> **Task item**: Restate word for word the lines of the entries below, starting with the line that holds "In the photo above, where can the ground" and ending with the line that holds "In the photo above, where can the green", and no others.

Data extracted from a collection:
"""

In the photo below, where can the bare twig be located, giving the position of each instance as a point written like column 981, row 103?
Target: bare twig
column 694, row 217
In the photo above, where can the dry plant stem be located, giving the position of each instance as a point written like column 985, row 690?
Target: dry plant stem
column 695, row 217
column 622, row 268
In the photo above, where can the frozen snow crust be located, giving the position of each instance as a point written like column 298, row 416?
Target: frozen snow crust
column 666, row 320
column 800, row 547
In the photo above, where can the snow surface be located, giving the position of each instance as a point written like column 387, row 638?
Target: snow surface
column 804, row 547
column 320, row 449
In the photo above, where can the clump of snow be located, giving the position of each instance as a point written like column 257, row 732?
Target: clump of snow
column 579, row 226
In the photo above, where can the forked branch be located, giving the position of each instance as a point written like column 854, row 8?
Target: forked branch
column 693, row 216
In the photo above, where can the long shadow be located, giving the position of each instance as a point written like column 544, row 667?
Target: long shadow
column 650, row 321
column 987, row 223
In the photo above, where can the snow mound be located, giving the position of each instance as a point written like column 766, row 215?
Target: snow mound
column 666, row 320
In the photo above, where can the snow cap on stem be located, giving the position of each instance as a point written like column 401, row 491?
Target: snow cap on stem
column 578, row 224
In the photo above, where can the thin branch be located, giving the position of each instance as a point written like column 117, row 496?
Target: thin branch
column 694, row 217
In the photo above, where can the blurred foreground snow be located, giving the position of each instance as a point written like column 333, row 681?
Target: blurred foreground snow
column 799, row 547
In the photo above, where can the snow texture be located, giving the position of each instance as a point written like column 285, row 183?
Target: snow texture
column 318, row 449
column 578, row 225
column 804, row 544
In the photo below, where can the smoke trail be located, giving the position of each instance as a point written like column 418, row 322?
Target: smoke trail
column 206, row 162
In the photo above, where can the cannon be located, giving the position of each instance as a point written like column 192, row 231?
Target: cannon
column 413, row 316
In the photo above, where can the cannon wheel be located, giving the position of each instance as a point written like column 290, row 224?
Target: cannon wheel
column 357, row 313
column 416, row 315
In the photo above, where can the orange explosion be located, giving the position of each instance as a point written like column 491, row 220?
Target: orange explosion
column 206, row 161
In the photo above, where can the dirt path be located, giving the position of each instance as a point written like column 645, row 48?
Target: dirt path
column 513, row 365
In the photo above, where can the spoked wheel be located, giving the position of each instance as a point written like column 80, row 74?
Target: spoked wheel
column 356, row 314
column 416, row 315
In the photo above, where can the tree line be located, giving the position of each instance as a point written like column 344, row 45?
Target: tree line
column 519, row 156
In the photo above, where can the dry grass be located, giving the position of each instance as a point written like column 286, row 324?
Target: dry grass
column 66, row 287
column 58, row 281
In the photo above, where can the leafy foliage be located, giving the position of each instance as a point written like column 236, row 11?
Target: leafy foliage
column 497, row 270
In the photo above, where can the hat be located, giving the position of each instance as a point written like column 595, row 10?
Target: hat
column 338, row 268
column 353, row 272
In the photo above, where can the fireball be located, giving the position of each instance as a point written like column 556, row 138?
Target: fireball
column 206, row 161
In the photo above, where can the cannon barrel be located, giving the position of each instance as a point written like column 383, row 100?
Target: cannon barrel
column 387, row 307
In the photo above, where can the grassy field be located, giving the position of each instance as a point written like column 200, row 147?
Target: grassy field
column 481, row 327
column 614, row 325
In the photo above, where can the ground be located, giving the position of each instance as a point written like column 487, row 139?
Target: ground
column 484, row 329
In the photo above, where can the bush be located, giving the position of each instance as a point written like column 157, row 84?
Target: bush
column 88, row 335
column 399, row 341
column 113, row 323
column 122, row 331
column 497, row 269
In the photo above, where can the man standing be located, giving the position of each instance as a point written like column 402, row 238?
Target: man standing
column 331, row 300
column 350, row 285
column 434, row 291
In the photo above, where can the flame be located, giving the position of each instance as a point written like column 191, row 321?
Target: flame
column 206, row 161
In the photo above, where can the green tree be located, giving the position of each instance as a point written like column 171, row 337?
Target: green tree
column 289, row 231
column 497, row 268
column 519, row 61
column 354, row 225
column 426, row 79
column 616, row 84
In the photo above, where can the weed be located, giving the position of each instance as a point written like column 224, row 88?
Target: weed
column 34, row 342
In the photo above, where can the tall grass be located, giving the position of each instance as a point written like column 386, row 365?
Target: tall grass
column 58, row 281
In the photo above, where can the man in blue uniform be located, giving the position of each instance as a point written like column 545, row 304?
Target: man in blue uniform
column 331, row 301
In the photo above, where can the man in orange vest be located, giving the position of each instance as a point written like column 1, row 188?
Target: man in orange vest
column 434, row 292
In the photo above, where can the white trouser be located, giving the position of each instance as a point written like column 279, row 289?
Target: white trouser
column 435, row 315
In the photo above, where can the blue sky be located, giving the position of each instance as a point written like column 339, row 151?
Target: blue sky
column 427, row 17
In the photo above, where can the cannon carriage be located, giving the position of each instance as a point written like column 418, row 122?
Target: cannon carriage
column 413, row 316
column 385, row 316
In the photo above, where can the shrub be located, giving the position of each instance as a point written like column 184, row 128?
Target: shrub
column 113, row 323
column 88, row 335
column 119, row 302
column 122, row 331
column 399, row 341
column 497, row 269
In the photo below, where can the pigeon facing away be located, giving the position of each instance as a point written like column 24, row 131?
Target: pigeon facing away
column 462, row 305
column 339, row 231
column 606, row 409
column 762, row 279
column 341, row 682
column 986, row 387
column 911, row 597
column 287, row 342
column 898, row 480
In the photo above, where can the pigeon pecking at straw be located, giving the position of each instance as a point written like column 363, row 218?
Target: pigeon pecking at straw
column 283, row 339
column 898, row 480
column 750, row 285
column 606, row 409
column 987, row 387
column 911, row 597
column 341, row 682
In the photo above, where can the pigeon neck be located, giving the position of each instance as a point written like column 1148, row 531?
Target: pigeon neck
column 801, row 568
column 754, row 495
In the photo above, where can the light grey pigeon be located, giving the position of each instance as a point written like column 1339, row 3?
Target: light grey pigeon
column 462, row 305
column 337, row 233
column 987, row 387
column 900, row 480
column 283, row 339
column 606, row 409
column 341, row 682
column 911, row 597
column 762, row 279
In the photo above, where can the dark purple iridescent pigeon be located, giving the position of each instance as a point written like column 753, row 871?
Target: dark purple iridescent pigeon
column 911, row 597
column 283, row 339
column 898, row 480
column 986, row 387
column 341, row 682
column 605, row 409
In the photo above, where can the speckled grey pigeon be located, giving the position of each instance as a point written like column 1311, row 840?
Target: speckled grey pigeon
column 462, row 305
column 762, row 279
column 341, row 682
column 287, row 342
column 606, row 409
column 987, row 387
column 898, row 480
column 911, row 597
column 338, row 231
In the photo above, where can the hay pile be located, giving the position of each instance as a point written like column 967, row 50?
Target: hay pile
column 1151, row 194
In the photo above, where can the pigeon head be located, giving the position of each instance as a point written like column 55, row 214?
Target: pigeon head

"""

> **Task result**:
In the photo above, where can the ground be located, giving the position of each instance as a point written like column 487, row 139?
Target: ground
column 484, row 329
In the photo above, where can the bush be located, giving the position of each instance as a point written like column 157, row 84?
Target: bush
column 88, row 335
column 399, row 341
column 113, row 323
column 122, row 331
column 497, row 269
In the photo above, where can the man standing be located, giving the position of each instance as a point written like column 402, row 238?
Target: man standing
column 331, row 300
column 350, row 285
column 434, row 291
In the photo above, where can the flame be located, giving the position of each instance as a point written like column 191, row 321?
Target: flame
column 206, row 161
In the photo above, where can the green tree be located, giving the position of each instance as a point written like column 171, row 337?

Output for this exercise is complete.